*** Block opens ***

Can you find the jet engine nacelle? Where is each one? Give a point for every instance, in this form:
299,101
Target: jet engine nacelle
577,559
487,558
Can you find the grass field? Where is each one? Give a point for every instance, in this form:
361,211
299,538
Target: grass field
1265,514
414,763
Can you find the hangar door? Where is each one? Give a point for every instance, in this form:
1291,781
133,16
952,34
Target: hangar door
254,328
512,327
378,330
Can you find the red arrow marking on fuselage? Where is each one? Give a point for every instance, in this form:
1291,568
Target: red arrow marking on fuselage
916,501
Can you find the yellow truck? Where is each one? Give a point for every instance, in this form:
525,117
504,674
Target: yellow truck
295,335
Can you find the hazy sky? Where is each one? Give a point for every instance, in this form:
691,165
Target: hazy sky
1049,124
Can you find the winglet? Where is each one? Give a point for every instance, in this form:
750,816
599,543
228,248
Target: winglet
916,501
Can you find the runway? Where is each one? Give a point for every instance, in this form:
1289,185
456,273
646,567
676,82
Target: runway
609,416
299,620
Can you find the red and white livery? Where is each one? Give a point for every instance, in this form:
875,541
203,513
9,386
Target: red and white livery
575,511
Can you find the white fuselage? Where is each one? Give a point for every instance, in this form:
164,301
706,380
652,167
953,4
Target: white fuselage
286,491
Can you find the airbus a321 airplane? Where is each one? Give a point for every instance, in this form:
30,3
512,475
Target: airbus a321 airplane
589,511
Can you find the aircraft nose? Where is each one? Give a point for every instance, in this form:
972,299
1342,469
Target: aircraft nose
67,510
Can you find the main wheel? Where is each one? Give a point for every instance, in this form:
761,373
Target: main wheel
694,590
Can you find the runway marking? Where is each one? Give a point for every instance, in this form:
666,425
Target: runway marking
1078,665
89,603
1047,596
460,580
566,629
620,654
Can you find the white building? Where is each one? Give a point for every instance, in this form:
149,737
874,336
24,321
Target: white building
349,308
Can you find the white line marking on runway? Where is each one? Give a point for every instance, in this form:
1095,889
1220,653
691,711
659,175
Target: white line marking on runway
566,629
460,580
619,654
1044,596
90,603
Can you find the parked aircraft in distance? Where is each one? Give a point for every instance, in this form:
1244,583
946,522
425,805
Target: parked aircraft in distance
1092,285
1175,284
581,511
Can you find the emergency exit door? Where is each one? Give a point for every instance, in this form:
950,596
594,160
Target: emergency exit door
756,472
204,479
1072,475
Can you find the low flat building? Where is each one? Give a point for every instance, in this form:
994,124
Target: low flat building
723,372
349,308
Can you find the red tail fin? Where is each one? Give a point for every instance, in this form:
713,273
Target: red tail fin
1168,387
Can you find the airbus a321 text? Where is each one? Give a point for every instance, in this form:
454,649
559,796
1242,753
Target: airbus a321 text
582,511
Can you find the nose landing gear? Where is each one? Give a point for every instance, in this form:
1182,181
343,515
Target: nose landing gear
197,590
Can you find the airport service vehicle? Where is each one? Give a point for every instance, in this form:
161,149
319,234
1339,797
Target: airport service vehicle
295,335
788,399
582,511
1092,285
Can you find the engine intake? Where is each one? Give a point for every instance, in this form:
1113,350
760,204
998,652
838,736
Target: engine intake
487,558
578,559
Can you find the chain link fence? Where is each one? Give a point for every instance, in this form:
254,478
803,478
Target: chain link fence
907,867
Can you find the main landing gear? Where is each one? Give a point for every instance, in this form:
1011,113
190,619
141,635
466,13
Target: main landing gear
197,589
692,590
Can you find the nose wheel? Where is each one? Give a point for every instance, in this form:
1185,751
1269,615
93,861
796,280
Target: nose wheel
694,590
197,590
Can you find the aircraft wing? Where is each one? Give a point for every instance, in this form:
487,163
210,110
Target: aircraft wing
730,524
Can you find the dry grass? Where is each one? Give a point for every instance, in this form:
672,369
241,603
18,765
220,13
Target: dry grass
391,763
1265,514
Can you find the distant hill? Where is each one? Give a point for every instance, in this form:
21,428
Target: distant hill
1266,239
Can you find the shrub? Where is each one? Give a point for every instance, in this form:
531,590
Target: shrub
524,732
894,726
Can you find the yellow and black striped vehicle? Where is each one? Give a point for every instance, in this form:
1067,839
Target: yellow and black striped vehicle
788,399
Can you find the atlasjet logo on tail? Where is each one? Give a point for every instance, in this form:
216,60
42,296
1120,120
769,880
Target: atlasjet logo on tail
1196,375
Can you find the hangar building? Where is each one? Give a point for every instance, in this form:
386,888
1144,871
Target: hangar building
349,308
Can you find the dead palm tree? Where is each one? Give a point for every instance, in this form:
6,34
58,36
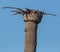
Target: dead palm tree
31,18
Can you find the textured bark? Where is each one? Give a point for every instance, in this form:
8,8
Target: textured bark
31,37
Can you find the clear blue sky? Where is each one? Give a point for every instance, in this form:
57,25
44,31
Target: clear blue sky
12,33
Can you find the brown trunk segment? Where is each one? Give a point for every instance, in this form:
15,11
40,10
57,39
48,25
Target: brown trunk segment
31,37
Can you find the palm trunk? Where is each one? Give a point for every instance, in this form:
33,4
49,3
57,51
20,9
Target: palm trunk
31,37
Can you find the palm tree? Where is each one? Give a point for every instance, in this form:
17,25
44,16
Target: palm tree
31,18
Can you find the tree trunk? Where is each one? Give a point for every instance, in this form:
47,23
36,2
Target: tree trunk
31,37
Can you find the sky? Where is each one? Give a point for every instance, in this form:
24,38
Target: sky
12,33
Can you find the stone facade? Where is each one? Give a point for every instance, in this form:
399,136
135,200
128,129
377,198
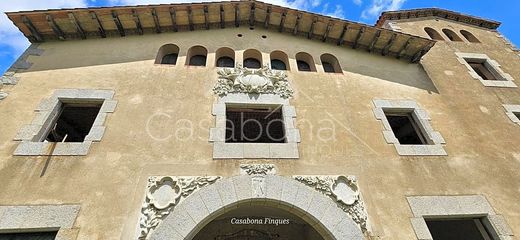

*** Block closes ***

INSTRUCTIONS TO FOLLOW: One exact copy of the data is required, and it should hold no pictures.

WRITTEN SOLUTION:
Can you find the jet engine nacelle? Where is each one? Give a point for every instance, in this form:
299,101
Target: jet engine nacelle
577,559
487,558
Can you find the grass field? Where is each one? Give a point for every instance, in this form:
361,211
299,538
Target: grass field
1265,514
414,763
Can you find the hangar door? Where is each one? Give a point for every instance, in this form:
1291,781
133,16
952,34
Target: hangar door
254,328
512,327
378,330
Can you find the red arrow marking on fuselage? Where is each one? Give a point for every instance, in this form:
1291,568
Target: red arrow marking on fuselage
916,501
Can you find the yellow truck? Where is each one? Give a point for every instance, in this form:
525,117
504,674
Target: yellow truck
295,335
Can you find the hazy sky? Where is each one? Give a point for every instance, in this form:
691,165
Target: hazy sky
1049,124
Can you find the winglet? Where is each one? Give a point for every instance, in this form:
750,816
599,543
228,248
Target: winglet
916,501
Can you find the runway? Where is each one? Give a point for every instance, in this form:
1289,185
456,273
646,567
676,82
Target: runway
609,416
299,620
Can you find the red and white livery? Where is each one? Give a point for every instance, in this form:
875,541
203,513
9,386
Target: red and white livery
575,511
Can you find the white fuselage? Where is each one? Give a point for every instance, in this form:
164,301
706,380
652,167
953,4
Target: white fuselage
286,491
Can you find the airbus a321 airplane? Where is each one? Give a point for every instance, in this form:
30,3
512,475
Target: airbus a321 airplane
589,511
Can you find the aircraft nose? Where is each one? Give a point for every instance, in this form:
972,299
1342,469
Target: aircraft nose
67,510
Can you find the main wheel? Where is each one? Give a point for every instance, in this form:
761,373
Target: main wheel
694,590
Can you find the runway marking? Where is each one? Give a point for every instance, in this form:
666,425
Target: runway marking
1078,665
89,603
1047,596
460,580
566,629
620,654
Can you find the white building? Where is each one? Give a point for every instance, in this form:
149,737
874,336
24,321
Target: white building
349,308
Can you find the white line marking on runway? Where is each one? Give a point for every instance, in this form:
1095,889
1220,653
691,711
659,175
Target: white line marking on runway
566,629
460,580
619,654
1044,596
90,603
Can you find the parked aircraft in distance? Where is each one? Give a point for every instance, in this form:
1244,583
946,522
425,805
Target: parked aircraft in distance
1092,285
1175,284
581,511
Can you find the emergency exit door? Where is each one? Give a point for every instance, in this form:
950,596
594,160
Target: emergency exit door
756,472
204,479
1072,475
Can you find the low flat building? Where is each one? Give a point for every instance, in this form:
994,124
Target: low flat building
723,372
349,308
Can you find the red tail fin? Where is each one? Give a point for every instance, in this form:
713,273
Target: red tail fin
1168,387
Can you find the airbus a321 text? Where is each one? Give a point for every instance, in this form:
454,649
559,796
1242,753
Target: airbus a321 text
582,511
Can you find the nose landing gear? Where is each one? Give a point for every instance, in this form:
1182,181
343,515
Target: nose landing gear
197,590
Can you find the airport service vehicle? Where is each one? Give a point for every instance, in this form:
161,149
319,234
1339,797
Target: airport service vehicle
295,335
788,399
582,511
1092,285
Can you find the engine intake? Where is each one? Give a point for every instance, in this form:
1113,350
760,204
998,652
838,736
Target: engine intake
487,558
578,559
Can you find the chain link fence? Where is each one? Give a point for every instance, in this form:
254,478
803,478
Target: chain link fence
907,867
Can you find the main landing gear? Where is each one? Give a point for every instance, in this form:
1011,113
190,619
141,635
466,13
Target: main landing gear
197,589
692,590
Can you find the nose wheel? Where is each one? Give a point for every instance, in this form:
1185,751
1269,615
93,861
796,280
Target: nose wheel
694,590
197,590
Can you find the aircraft wing? Where is each one? Give a point for every instance, in this form:
487,163
210,110
Target: aircraft wing
730,524
Can you find the dry grass? Where is each one? Give a point for every instance, in this form:
672,369
241,603
18,765
220,13
Target: dry grass
391,763
1265,514
Can you find the distant hill? Where is each one? Give a point for every instance, in this form:
21,428
Target: distant hill
1266,239
Can you find the shrub? Where is each one? Give a point for every instance, in this form:
531,590
Target: shrub
524,732
894,726
Can you find the yellow and black striped vehicle? Where is each one? Give a point for every instance, in this form:
1067,839
Target: yellow and black striped vehicle
788,399
Can you find the atlasjet logo on tail? Where is each one? Give a point for every instance, in this form:
216,60
42,296
1120,120
769,880
Target: atlasjet logo on tail
1196,375
Can you find the hangar building? Where is each one? Give a point for every instance, in this form:
386,888
1144,871
Target: hangar building
349,308
Can you find the dead palm tree? Where is each one? Give a point for every instance, in this form:
6,34
58,36
Target: dead palm tree
31,18
Can you find the textured bark? Where is each one? Give a point for every instance, in this form:
8,8
Target: textured bark
31,37
Can you find the clear blue sky? Where is each one? Give a point for every instance, in this form:
57,25
44,31
Target: clear blue sky
12,33
Can you find the brown trunk segment? Where is each one? Give a point for every instance, in this form:
15,11
40,10
57,39
48,25
Target: brown trunk segment
31,37
Can you find the palm trunk? Where is each one? Give a point for every instance, in this form:
33,4
49,3
57,51
20,9
Target: palm trunk
31,37
Can you find the palm tree? Where is each one? Give a point for every instance, in this form:
17,25
44,16
Target: palm tree
31,18
Can you find the tree trunk? Where is each one? Give a point for every instance, in this form:
47,23
36,2
Target: tree trunk
31,37
Can you find the sky? Where is each one? Give a point for every instance, in this form:
24,38
Target: sky
12,33
Can you find the stone facade? Where is each one? Give a point for every instance, in this form:
399,136
135,200
128,129
377,198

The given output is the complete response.